EXCERPT
Details about the Cleanlab columns and their meanings can be found in [the Cleanlab columns guide](/guide/concepts/cleanlab_columns/).

In this tutorial, we focus on label issues only.  The ideas demonstrated here can be used for other types of data issues that Cleanlab Studio auto-detects.

A data point flagged with a **label issue** likely has a wrong given label. For such data points, consider correcting their label to the `suggested_label` if it seems more appropriate.

The data points exhibiting this issue are indicated with boolean values in the `is_label_issue` column, and the severity of this issue in each data point is quantified in the `label_issue_score` column (on a scale of 0-1 with 1 indicating the most severe instances of the issue).

Let's create a `given_label` column in our dataframe to clearly indicate the class label originally assigned to each data point (customer service request).

In [13]:
# Copy data into a new DataFrame
df = batch_1.copy()

# Combine the dataset with cleanlab columns
merge_df_cleanlab = df.merge(cleanlab_columns_df, on="id")

# Rename label column to "given_label"
merge_df_cleanlab.rename(columns={"label": "given_label"}, inplace=True)

To see which data points are estimated to be mislabeled, we filter by `is_label_issue`. We sort by `label_issue_score` to see which of these data points are *most likely* mislabeled.

In [14]:
label_issues = merge_df_cleanlab.query("is_label_issue", engine='python').sort_values("label_issue_score", ascending=False)

columns_to_display = ["id", "text", "label_issue_score", "is_label_issue", "given_label", "suggested_label"]

display(label_issues[columns_to_display])

JOB
Continue the Cleanlab label-issue tutorial from the point where it stops.

GIVEN RECORDS
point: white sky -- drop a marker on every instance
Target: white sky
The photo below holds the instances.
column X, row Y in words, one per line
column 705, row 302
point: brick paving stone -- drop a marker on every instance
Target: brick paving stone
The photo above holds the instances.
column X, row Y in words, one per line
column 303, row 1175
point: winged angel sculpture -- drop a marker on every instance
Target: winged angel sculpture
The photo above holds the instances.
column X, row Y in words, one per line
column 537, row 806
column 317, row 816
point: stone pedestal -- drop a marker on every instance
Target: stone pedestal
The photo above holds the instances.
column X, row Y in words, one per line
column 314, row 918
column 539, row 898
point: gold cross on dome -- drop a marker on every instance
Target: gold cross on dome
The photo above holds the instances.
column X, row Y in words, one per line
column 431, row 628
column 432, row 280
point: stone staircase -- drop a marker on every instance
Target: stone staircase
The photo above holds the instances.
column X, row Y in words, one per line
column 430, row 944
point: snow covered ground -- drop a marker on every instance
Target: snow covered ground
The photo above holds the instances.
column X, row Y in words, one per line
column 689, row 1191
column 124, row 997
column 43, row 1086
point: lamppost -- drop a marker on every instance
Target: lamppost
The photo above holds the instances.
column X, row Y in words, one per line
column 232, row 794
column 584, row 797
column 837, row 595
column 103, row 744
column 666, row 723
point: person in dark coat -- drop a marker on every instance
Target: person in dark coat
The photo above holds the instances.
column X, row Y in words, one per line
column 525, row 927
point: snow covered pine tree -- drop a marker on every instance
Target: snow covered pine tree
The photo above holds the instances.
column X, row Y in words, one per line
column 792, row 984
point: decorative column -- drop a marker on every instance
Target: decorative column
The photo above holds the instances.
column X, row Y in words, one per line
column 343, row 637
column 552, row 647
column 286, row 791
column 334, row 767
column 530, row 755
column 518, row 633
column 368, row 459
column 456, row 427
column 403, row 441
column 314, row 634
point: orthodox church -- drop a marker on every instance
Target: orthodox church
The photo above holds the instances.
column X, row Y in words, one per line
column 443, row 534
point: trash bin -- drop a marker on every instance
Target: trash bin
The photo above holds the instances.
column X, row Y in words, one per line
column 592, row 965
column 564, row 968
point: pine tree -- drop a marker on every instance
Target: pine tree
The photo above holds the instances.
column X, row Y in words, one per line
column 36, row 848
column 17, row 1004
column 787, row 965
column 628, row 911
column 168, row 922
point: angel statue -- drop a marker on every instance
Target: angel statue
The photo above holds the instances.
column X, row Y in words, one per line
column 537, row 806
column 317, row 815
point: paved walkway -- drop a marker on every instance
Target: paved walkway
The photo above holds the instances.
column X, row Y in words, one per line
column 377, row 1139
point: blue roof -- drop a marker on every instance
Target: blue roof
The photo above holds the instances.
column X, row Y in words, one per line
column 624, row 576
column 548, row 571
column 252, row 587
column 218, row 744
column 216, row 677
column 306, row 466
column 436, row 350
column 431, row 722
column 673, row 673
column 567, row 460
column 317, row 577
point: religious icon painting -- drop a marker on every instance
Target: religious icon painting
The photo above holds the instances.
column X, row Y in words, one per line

EXPECTED OUTPUT
Unnamed: 0,id,text,label_issue_score,is_label_issue,given_label,suggested_label
7,7,can i change my pin on holiday?,0.706388,True,beneficiary_not_allowed,change_pin
459,459,will i be sent a new card before mine expires?,0.665286,True,apple_pay_or_google_pay,card_about_to_expire
117,117,my card is almost expired. how fast will i get a new one and what is the cost?,0.65673,True,apple_pay_or_google_pay,card_about_to_expire
54,54,is it possible to change my pin?,0.648368,True,beneficiary_not_allowed,change_pin
160,160,p,0.605489,True,getting_spare_card,supported_cards_and_currencies
115,115,can i get a new card even though i am in china?,0.57577,True,apple_pay_or_google_pay,card_about_to_expire
119,119,what currencies does google pay top up accept?,0.557327,True,apple_pay_or_google_pay,supported_cards_and_currencies
369,369,do i need to verify my top-up card?,0.52789,True,getting_spare_card,apple_pay_or_google_pay


Note that in most of these rows, the `given_label` really does seem wrong (the annotated intent in the original dataset does not appear appropriate for the customer request), except the rows which have a label issue score less than 0.7. Luckily we can easily correct these data points by just using Cleanlab's `suggested_label` above, which seems like a more appropriate label in most cases.

While the boolean flags above help us estimate the overall label error rate, the numeric scores help decide what data to prioritize for review. In this tutorial, we use a threshold on `label_issue_score` to select which data points to fix, excluding the rest of the data points which doesn't meet the threshold.

### Improve batch 1 data based on the detected issues

Let's use the Cleanlab columns to improve the quality of our dataset. For your own datasets, which actions you should take to remedy the detected issues will depend on what you are using the data for. No action may be the best choice for certain datasets, we caution against blindly copying the actions we perform here.

For data flagged as label issues, we create a new `corrected_label` column, which will be the `given_label` for data points without detected label issues, and the `suggested_label` for data points with detected label issues. We  use a `label_issue_score` threshold of 0.7 to determine which data points to re-label. The remaining data points flagged as label issues will be excluded from the dataset to avoid potential contamination.

Throughout, we track all of the rows we fixed (re-labeled) or excluded.

In [15]:
# Set issue score threshold
label_threshold = 0.70

# DataFrame to track excluded rows
threshold_filtered_rows = label_issues.query('label_issue_score < @label_threshold')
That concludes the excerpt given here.